** Passage for review **
╭──
My second question is about money. It took me only a few minutes to find the average household income in London is around $56,000, and the infamous sunshine salary list for Western runs to 19 closely printed pages, with the overwhelming majority on this deeply silly list being faculty. At a time when 1 in 5 children in London live in poverty, anyone staking a claim on public accounts, whether university faculty or corporations whining for deeper and deeper tax breaks, has some explaining to do.
I am more than aware that deficit reduction strategies such as those the administration is hiding behind to justify their compensation proposal are smokescreens behind which poverty will continue to deepen and widen.
I’m a lifelong socialist. I know my capitalist economics inside out. My question however is, like that put to the administration, about calling things by their real names: What are your compensation proposals, and how are these any different from corporate grabs for tax breaks?
UWOFA has been more than quick in revealing the administration’s proposals and, rightly I think, criticizing them. But turnabout strikes me as reasonable. What are you proposing, and why? More rhetoric about helping contract faculty, given what little of the compensation pie focuses on these most vulnerable of our colleagues, just doesn’t pass the smell test. And comfortable and deeply privileged “education workers” demanding more money at a time when more and more of our students scramble to deal with rising tuition and crippling post-graduation debt strikes this teacher as obscene. UWOFA needs to step up and be honest about the justifications for any and all of its proposals, in public, since this dispute is about the very public responsibilities we have as teachers and scholars to the communities who underwrite our privileges and comforts.
╰──
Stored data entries
╭──
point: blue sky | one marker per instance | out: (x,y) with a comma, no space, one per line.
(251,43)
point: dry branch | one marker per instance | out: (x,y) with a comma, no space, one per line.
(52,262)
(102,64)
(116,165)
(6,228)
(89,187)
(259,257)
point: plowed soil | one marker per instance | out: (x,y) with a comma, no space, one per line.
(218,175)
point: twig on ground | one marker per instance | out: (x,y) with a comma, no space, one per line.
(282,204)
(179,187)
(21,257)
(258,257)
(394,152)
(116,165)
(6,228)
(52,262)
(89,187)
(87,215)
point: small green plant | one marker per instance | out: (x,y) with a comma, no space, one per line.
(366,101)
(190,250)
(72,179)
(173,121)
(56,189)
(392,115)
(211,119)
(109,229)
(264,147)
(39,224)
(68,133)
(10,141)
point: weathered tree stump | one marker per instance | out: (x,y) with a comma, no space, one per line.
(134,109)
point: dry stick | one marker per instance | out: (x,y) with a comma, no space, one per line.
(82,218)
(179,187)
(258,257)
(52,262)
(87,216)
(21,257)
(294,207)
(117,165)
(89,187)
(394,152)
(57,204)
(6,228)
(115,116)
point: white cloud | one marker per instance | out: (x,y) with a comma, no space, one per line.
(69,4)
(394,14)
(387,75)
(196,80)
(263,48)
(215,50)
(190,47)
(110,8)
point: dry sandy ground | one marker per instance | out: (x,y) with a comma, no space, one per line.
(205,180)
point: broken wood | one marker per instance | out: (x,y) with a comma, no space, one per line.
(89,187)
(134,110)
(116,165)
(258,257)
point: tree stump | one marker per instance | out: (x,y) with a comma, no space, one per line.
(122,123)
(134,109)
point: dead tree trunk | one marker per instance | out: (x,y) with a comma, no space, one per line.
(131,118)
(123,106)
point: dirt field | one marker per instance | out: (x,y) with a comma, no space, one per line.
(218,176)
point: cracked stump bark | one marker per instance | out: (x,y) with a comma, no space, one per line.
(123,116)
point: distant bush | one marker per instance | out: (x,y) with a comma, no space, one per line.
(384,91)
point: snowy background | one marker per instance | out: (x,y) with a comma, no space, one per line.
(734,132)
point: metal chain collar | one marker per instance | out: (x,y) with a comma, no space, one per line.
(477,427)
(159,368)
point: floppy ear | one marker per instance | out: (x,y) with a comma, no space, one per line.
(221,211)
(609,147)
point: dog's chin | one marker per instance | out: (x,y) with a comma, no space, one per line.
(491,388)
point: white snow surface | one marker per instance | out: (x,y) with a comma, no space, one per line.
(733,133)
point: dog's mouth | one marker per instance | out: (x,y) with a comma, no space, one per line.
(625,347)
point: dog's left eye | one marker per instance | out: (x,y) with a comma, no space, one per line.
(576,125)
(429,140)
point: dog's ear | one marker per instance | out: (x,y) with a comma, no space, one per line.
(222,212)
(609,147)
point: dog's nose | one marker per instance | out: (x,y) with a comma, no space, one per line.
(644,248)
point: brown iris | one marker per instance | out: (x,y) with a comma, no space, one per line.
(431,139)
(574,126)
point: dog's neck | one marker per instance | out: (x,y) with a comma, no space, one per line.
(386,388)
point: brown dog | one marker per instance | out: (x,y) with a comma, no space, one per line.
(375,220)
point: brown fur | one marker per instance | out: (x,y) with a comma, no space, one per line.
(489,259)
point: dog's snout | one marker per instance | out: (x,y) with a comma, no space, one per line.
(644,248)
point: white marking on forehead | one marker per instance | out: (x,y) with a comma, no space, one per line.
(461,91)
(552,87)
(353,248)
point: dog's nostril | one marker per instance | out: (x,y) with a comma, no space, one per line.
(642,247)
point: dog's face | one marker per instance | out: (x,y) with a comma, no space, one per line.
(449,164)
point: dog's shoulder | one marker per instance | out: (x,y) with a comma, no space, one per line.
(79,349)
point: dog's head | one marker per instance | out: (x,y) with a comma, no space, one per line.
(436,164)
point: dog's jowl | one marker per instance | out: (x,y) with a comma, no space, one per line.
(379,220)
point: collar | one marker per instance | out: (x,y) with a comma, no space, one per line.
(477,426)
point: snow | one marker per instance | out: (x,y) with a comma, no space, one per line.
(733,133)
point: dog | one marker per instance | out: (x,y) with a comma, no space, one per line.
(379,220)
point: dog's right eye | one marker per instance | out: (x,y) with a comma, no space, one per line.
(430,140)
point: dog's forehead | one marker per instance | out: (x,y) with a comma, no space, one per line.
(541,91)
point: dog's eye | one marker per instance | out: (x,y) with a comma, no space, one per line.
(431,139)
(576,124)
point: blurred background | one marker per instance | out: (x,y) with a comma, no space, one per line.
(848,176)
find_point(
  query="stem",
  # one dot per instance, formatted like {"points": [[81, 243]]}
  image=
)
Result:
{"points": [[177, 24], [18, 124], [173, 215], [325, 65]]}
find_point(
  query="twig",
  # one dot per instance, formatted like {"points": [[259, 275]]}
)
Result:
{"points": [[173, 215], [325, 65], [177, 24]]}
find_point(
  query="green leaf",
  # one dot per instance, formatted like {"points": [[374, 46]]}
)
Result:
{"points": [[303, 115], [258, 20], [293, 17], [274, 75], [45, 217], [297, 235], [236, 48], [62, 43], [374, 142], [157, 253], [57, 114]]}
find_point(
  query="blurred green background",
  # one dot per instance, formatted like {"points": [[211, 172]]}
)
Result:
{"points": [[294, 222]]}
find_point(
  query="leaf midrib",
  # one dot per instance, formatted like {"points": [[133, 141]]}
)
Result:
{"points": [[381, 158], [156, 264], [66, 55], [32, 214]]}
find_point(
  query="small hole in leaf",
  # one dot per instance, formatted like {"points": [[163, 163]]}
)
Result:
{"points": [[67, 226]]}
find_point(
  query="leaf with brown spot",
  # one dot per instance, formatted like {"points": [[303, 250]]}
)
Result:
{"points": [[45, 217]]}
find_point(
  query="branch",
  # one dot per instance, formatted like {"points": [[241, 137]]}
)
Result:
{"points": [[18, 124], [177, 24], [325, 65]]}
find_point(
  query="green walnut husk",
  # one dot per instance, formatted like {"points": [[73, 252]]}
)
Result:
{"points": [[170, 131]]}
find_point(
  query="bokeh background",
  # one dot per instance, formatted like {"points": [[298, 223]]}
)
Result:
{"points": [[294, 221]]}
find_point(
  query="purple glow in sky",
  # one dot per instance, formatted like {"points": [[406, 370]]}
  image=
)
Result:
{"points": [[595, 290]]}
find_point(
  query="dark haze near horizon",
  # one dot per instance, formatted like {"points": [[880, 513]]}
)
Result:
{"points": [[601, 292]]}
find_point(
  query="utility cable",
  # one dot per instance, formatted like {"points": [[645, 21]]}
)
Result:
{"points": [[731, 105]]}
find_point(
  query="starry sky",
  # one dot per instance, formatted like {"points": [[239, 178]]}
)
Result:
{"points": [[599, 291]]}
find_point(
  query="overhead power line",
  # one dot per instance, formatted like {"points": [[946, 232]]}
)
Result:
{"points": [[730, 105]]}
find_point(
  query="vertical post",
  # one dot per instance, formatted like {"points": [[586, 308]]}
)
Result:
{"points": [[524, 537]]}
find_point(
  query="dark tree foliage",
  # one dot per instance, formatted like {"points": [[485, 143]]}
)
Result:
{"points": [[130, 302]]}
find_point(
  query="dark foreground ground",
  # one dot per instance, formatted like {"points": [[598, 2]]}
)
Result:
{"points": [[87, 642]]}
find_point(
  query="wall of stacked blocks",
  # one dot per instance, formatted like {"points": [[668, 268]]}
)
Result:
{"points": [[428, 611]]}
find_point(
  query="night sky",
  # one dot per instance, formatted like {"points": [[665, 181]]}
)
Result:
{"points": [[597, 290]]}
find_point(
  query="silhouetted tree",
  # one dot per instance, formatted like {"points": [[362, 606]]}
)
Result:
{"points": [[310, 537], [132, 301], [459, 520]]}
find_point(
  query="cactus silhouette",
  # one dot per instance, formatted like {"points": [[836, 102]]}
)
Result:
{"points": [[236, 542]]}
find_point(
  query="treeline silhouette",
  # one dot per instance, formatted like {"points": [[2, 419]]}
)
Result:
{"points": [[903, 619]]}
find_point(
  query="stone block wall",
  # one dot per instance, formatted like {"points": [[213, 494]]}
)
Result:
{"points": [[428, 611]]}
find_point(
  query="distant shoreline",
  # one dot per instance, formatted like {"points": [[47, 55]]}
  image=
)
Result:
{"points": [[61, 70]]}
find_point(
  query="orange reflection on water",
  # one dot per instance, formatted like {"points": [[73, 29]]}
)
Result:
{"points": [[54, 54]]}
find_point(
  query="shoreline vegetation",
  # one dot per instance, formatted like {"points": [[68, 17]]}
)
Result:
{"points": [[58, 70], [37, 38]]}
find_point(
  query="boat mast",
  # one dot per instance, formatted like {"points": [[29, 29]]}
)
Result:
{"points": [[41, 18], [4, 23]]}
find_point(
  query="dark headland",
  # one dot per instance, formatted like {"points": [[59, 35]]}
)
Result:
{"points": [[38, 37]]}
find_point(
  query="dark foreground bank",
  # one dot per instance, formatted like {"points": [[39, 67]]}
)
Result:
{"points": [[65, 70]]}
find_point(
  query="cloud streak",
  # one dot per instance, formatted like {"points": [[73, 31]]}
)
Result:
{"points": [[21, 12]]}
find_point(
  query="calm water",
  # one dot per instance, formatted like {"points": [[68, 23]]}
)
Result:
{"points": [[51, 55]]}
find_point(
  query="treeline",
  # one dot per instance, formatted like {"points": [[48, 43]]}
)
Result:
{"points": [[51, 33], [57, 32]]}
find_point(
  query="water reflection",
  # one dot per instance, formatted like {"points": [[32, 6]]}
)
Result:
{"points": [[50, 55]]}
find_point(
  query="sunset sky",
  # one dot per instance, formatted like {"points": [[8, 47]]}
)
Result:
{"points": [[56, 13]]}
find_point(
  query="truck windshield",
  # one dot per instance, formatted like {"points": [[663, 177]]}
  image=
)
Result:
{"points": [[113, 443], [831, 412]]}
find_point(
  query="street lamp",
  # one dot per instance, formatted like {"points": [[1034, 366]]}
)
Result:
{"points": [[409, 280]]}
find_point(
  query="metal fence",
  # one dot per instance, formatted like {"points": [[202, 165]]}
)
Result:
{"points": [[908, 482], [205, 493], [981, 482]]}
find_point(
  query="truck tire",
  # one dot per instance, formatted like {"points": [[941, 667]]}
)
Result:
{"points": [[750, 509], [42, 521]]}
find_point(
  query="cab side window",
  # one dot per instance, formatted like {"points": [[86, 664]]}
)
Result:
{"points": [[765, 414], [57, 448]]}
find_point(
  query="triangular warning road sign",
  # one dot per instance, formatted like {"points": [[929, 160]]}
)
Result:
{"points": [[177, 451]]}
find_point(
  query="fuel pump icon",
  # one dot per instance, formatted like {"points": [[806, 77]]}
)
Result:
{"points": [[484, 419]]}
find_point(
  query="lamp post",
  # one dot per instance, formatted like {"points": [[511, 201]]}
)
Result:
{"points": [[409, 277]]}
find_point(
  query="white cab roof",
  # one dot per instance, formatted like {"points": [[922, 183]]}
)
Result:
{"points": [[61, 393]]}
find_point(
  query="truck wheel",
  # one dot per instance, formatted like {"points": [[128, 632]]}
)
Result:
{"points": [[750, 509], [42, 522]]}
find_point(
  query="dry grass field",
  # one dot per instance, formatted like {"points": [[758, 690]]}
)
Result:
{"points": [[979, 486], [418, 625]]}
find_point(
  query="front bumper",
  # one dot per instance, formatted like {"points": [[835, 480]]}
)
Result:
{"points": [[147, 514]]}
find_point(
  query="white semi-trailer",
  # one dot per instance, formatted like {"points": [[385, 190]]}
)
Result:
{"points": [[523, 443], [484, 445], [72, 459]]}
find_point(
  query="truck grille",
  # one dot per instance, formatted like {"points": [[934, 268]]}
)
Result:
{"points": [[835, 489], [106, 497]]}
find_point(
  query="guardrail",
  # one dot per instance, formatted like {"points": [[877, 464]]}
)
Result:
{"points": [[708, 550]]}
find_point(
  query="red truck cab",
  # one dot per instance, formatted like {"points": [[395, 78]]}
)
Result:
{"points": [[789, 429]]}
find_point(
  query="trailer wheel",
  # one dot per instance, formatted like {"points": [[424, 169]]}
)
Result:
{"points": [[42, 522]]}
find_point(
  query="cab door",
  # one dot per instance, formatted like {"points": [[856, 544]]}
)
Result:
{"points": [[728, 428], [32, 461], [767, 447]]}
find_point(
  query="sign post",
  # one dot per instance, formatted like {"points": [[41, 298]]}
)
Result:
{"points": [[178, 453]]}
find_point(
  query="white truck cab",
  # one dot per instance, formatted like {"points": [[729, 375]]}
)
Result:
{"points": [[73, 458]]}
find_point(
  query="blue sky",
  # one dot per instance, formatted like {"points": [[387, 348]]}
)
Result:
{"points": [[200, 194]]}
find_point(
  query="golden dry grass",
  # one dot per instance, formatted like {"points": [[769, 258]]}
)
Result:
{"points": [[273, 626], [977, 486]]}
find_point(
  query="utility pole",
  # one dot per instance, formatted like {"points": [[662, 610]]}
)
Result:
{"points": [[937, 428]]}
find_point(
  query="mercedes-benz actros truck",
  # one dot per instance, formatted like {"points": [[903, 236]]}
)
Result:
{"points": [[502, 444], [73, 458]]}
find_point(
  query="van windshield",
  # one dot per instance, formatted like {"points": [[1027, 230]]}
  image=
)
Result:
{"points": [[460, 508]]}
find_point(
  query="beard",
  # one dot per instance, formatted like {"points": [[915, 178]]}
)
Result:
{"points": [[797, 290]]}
╰──
** Exercises **
**a.** Retype the passage on faculty compensation word for word, between "My second question" and "deepen and widen.", inclusive.
**b.** In the passage on faculty compensation, how many pages long is the sunshine salary list for Western?

** Results **
**a.**
My second question is about money. It took me only a few minutes to find the average household income in London is around $56,000, and the infamous sunshine salary list for Western runs to 19 closely printed pages, with the overwhelming majority on this deeply silly list being faculty. At a time when 1 in 5 children in London live in poverty, anyone staking a claim on public accounts, whether university faculty or corporations whining for deeper and deeper tax breaks, has some explaining to do.
I am more than aware that deficit reduction strategies such as those the administration is hiding behind to justify their compensation proposal are smokescreens behind which poverty will continue to deepen and widen.

**b.** 19 closely printed pages.